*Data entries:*

-.-.-

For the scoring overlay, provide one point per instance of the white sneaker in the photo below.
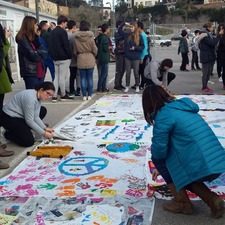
(137, 90)
(126, 90)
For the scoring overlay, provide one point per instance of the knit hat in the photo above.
(183, 33)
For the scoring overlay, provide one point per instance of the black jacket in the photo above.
(28, 57)
(207, 49)
(59, 46)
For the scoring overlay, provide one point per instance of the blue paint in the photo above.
(122, 147)
(81, 166)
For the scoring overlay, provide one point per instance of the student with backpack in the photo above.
(183, 49)
(194, 50)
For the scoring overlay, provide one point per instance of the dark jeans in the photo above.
(17, 129)
(86, 81)
(73, 74)
(141, 71)
(1, 101)
(194, 61)
(170, 77)
(160, 165)
(48, 62)
(120, 70)
(185, 61)
(102, 78)
(207, 69)
(30, 82)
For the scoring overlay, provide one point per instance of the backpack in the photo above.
(194, 45)
(147, 70)
(120, 46)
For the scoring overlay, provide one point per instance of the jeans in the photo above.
(102, 78)
(86, 81)
(194, 61)
(170, 77)
(48, 62)
(185, 61)
(160, 165)
(30, 82)
(120, 69)
(141, 71)
(207, 69)
(73, 74)
(61, 71)
(17, 129)
(132, 64)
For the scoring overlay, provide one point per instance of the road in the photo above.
(185, 83)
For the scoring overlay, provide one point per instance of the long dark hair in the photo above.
(27, 28)
(153, 99)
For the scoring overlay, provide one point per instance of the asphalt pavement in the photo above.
(185, 83)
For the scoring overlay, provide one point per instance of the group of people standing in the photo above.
(210, 45)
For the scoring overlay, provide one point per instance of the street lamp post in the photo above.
(111, 13)
(185, 12)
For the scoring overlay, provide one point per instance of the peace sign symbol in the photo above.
(80, 166)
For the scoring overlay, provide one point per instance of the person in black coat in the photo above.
(207, 43)
(59, 49)
(31, 53)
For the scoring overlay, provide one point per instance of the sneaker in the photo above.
(118, 88)
(126, 90)
(66, 97)
(77, 93)
(107, 91)
(207, 91)
(71, 94)
(54, 99)
(101, 92)
(3, 165)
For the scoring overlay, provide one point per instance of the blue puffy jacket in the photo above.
(186, 142)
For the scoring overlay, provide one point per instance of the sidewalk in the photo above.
(185, 83)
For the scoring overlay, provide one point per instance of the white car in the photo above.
(160, 40)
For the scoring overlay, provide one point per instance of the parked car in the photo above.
(160, 40)
(176, 37)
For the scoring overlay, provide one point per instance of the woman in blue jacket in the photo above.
(184, 149)
(134, 45)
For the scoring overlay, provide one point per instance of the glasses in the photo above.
(49, 94)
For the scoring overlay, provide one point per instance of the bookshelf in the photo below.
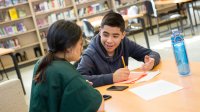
(18, 31)
(24, 23)
(46, 12)
(91, 8)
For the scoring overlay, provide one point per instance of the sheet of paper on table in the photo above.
(136, 77)
(155, 89)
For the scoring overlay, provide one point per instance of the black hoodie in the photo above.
(97, 67)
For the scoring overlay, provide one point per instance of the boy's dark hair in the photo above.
(61, 35)
(113, 19)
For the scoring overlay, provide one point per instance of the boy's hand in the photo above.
(121, 74)
(148, 63)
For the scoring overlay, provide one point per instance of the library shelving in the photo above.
(48, 11)
(18, 31)
(24, 23)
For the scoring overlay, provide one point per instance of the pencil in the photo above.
(123, 61)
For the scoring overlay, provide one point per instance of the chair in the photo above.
(12, 97)
(170, 15)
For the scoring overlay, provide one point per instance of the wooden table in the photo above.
(164, 2)
(96, 23)
(4, 51)
(184, 100)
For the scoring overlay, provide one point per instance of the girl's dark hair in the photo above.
(113, 19)
(61, 35)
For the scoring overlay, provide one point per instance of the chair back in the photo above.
(12, 97)
(88, 29)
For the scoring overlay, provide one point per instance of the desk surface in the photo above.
(184, 100)
(4, 51)
(163, 2)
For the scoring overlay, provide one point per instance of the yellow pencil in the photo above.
(123, 61)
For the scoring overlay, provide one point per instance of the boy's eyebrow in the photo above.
(116, 34)
(112, 34)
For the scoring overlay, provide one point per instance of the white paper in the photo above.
(149, 76)
(155, 89)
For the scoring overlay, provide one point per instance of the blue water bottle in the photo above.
(180, 53)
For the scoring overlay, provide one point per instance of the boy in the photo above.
(101, 63)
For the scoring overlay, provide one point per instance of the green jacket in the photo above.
(64, 90)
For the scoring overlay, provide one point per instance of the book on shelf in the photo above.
(2, 32)
(2, 3)
(11, 43)
(21, 13)
(14, 2)
(13, 13)
(8, 3)
(21, 27)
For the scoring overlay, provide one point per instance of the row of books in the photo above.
(51, 4)
(6, 3)
(93, 9)
(11, 30)
(67, 15)
(43, 35)
(81, 1)
(12, 14)
(12, 43)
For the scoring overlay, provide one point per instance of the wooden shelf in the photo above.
(89, 1)
(30, 60)
(89, 15)
(14, 5)
(52, 10)
(129, 5)
(26, 46)
(36, 1)
(15, 20)
(47, 26)
(23, 62)
(8, 36)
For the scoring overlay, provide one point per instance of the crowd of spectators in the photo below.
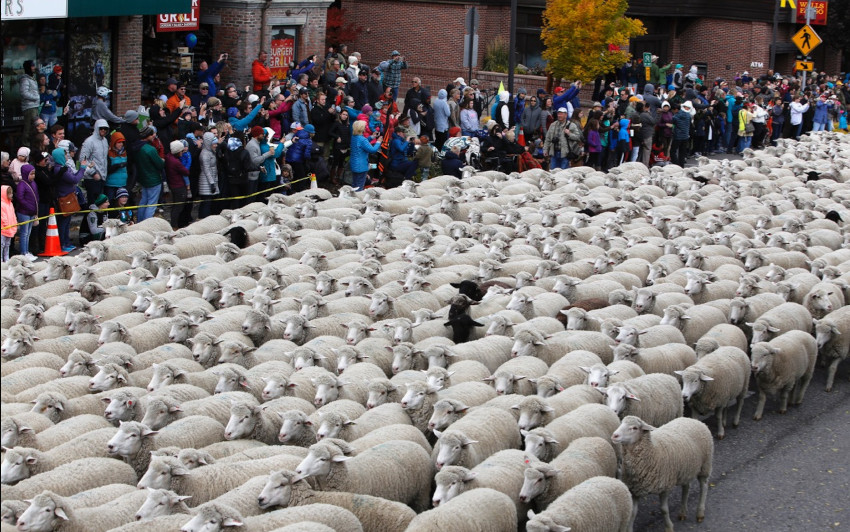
(333, 119)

-.-.-

*Aim of the exercise:* Provide an exact copy of the records, excluding every picture.

*Reply to the task:*
For the scoring overlay, provide one point per instance of the white sneaker in the photo below.
(137, 90)
(126, 90)
For the scoring overlay, provide one point per instance of the knit hat in the photo above.
(183, 33)
For the scoring overlay, provide one point per instance of the black jacket in the photo above.
(28, 57)
(207, 49)
(59, 46)
For the scoring overlay, provide one point per instance of the blue paint in the photo above.
(122, 147)
(81, 166)
For the scoring overlay, provide one point per instance of the student with backpack in the photo above.
(183, 49)
(194, 50)
For the scoring overlay, provide one point per instance of the dark jeans in the photo above.
(17, 129)
(86, 81)
(73, 74)
(141, 71)
(1, 101)
(194, 61)
(170, 77)
(160, 165)
(48, 62)
(120, 70)
(185, 61)
(102, 78)
(207, 69)
(30, 82)
For the scoring overlay, provide one point per instance of the backpack in the photo above.
(194, 45)
(147, 70)
(120, 46)
For the scoring overlay, provide one point per instance of the jeans in the photo above.
(102, 78)
(86, 81)
(194, 61)
(170, 77)
(48, 62)
(185, 61)
(160, 165)
(30, 82)
(120, 69)
(141, 71)
(207, 69)
(73, 74)
(61, 71)
(17, 129)
(132, 64)
For the scoring overlay, provide one point per instance of the road in the photo above.
(185, 83)
For the scoring overlay, provide one point per instance of the long dark hair in the photo above.
(27, 28)
(153, 99)
For the scoring overlay, provide one point per instance of the asphalt pavement in the photo above.
(185, 83)
For the scoring overlay, provide one point per instance of the group of people standing in the photo above.
(210, 45)
For the scoring overlay, provide one point per instance of the street lamp post in the photo above.
(111, 13)
(185, 12)
For the scoring overlay, provide one point per instance of the peace sign symbol in the photo above.
(80, 166)
For the scoring overlay, provide one point per instance of the person in black coat in the photo above.
(207, 43)
(59, 49)
(31, 53)
For the scoring overlay, provide one point per instance of the sneaker in the photo above.
(118, 88)
(126, 90)
(66, 97)
(77, 93)
(107, 91)
(207, 91)
(71, 94)
(54, 99)
(101, 92)
(3, 165)
For the scoring overlay, provide one point per instance of the blue puffy jacket in the photo above.
(186, 142)
For the scoring overlay, provide one point per instance of the sidewalk in the photo above.
(185, 83)
For the scoring overlay, provide one point per instance of the white car in the photo above.
(160, 40)
For the scoring overlay, provide one point per instance of the parked car in the photo above.
(160, 40)
(176, 37)
For the scoring overlay, provide one point per instance of the woman in blue jacket in the photo above.
(184, 149)
(134, 45)
For the scoring overlay, provide one point per instance of the glasses in the photo above.
(49, 94)
For the scoring overlay, provide one point per instance of the bookshelf in the photo below.
(18, 31)
(24, 23)
(46, 12)
(91, 8)
For the scoring overlay, provide one point per instance of the sheet of paper on table in the photo above.
(136, 77)
(155, 89)
For the scoring overlay, provide one point per instance of the black hoodie in the photo above.
(97, 67)
For the scoring overlay, provide one point per instance of the boy's dark hair in the photo above.
(61, 35)
(113, 19)
For the scoring overlay, provide one point per instance of the boy's hand in the photo above.
(121, 74)
(148, 63)
For the scoring overlay, provide one point per instance of the library shelving in the photo above.
(48, 11)
(18, 31)
(24, 23)
For the scoring overlay, provide one point per instance of the pencil in the photo above.
(123, 61)
For the scoring overlay, provide one point per instance of the chair in the photo above.
(12, 97)
(170, 15)
For the scoring overlay, provide one point per instance of the wooden table in the photo above.
(164, 2)
(96, 23)
(4, 51)
(184, 100)
For the scoring overlay, provide one point per instance of the girl's dark hair in the photo above.
(113, 19)
(61, 35)
For the scoring overlay, provide one point per instance of the chair back in the photo above.
(12, 97)
(88, 29)
For the scoring overlay, provide one point per instance of the desk surface in the photo above.
(184, 100)
(4, 51)
(163, 2)
For the scoring overlay, provide one point per instance of the yellow pencil in the photo above.
(123, 61)
For the scoring overlay, provide one point per instance of the boy's eyebrow in the photo above.
(116, 34)
(112, 34)
For the scoring overlay, provide one point per instance of the white paper in the photo above.
(149, 76)
(155, 89)
For the scoring overlay, provide one point per instance of the blue water bottle in the photo above.
(180, 53)
For the scoring overlay, provide one point per instance of the boy in the photo above.
(101, 63)
For the scoring overlay, provide one point per instance of the green jacket in the photo above.
(64, 90)
For the scoring overlay, provide one point per instance of the book on shelf in the photo above.
(2, 32)
(2, 3)
(11, 43)
(21, 13)
(14, 2)
(13, 13)
(8, 3)
(21, 27)
For the scoring overlay, provide one point per instance of the row of books in the photo above.
(51, 4)
(6, 3)
(93, 9)
(11, 30)
(67, 15)
(43, 35)
(81, 1)
(12, 14)
(12, 43)
For the scoring overlay, provide one point per instance of the wooden shelf in the photo above.
(89, 1)
(30, 60)
(89, 15)
(14, 5)
(52, 10)
(129, 5)
(26, 46)
(36, 1)
(15, 20)
(47, 26)
(23, 62)
(8, 36)
For the scoring overlay, provide one point per instance of the crowd of spectators in the photo below.
(333, 119)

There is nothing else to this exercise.